» **What you are asked to do**
Rewrite every entry from the line containing "Consider the photo above. For every instance of the barred" through the line containing "(467, 1178)", keeping the wording of each line unchanged and changing nothing outside that span. In those lines, multiply each coordinate by 0.95 and round it to a whole number, rounding halves up.

--

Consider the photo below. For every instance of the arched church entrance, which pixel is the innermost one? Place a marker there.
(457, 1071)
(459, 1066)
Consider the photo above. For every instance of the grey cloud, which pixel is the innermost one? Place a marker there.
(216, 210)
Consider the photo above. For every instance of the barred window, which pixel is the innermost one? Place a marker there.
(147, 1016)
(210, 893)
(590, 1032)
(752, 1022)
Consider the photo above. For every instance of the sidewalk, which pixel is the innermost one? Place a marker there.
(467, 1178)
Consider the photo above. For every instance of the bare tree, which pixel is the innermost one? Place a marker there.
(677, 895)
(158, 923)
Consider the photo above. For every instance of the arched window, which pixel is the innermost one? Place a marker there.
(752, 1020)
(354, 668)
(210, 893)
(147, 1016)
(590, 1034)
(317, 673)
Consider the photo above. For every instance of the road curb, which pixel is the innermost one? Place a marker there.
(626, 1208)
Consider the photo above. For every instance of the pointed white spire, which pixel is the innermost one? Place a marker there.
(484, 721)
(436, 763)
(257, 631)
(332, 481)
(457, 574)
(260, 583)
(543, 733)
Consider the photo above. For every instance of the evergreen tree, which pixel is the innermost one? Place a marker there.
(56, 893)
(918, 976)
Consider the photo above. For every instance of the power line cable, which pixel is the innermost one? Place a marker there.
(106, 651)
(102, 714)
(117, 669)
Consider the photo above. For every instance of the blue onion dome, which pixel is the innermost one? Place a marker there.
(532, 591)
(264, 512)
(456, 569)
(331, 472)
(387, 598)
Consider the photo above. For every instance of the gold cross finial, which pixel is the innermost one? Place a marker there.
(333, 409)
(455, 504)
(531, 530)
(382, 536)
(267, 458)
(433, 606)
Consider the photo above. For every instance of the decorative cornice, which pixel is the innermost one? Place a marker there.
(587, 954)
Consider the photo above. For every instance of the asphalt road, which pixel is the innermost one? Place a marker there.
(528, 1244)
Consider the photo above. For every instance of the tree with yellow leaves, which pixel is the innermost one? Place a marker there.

--

» **Finished answer**
Consider the photo above. For every instance of the barred window, which pixel is the innermost one? Place a marker there.
(140, 965)
(200, 848)
(561, 980)
(714, 971)
Consider the photo above. For every instance of the sidewalk, which pixel is the innermost one? Place a marker there.
(444, 1119)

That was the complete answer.